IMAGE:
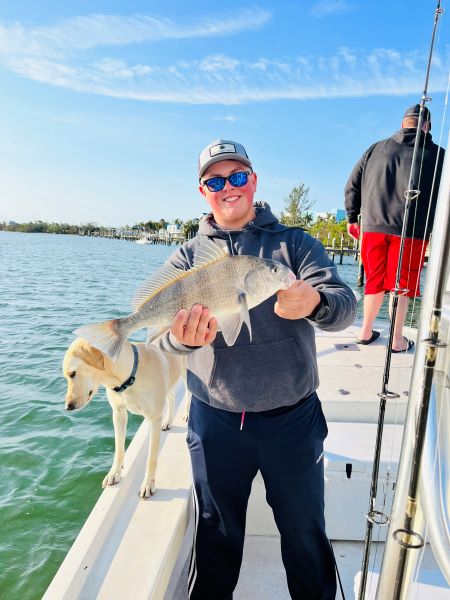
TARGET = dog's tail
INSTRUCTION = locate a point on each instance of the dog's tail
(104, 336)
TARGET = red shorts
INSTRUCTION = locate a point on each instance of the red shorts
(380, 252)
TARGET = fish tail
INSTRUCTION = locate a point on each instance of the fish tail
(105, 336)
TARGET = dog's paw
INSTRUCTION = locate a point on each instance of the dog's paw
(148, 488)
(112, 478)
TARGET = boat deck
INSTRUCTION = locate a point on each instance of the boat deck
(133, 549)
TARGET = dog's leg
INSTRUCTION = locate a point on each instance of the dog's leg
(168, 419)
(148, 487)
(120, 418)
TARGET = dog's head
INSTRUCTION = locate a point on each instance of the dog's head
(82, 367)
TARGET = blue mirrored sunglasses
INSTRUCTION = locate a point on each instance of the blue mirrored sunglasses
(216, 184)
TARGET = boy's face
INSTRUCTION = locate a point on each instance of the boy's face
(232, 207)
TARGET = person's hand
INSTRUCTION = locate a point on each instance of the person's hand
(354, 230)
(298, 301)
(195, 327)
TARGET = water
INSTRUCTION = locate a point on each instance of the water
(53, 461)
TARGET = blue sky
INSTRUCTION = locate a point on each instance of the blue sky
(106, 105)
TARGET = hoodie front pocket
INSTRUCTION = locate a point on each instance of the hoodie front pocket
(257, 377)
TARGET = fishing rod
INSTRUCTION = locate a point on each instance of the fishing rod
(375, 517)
--
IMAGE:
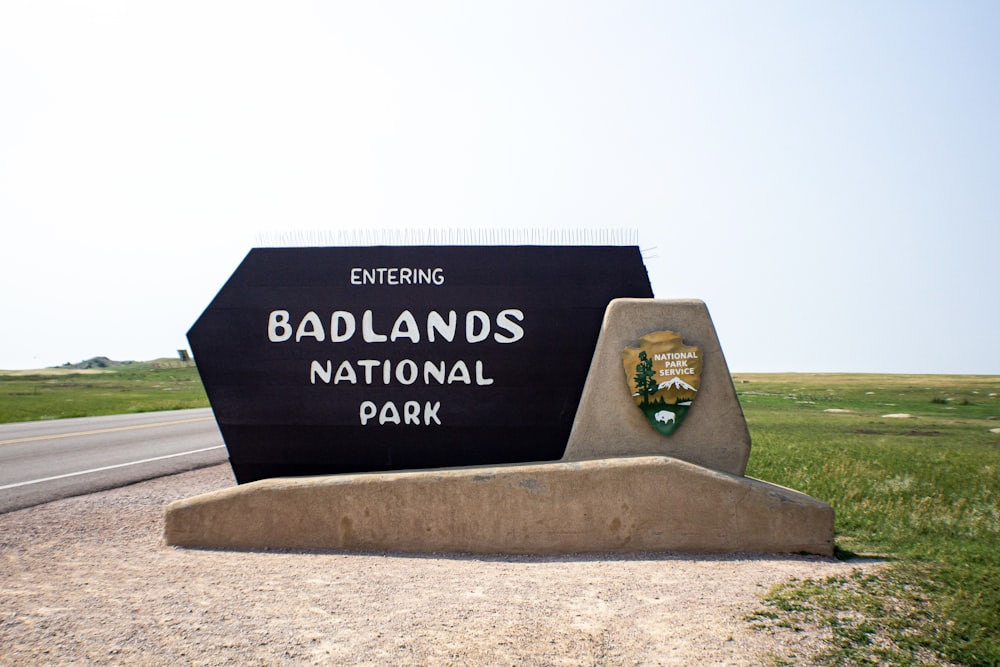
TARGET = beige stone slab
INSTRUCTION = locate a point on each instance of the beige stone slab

THE PROBLEM | Beginning with the line above that contains "TARGET = beige stone slab", copy each line exactly up to and including the line that contains "INSTRUCTION = locate a point on each instance of the beige", and go no further.

COMPLETED EXERCISE |
TARGET = beige stone slab
INSTRUCTION = locate a point on each instance of the beige stone slab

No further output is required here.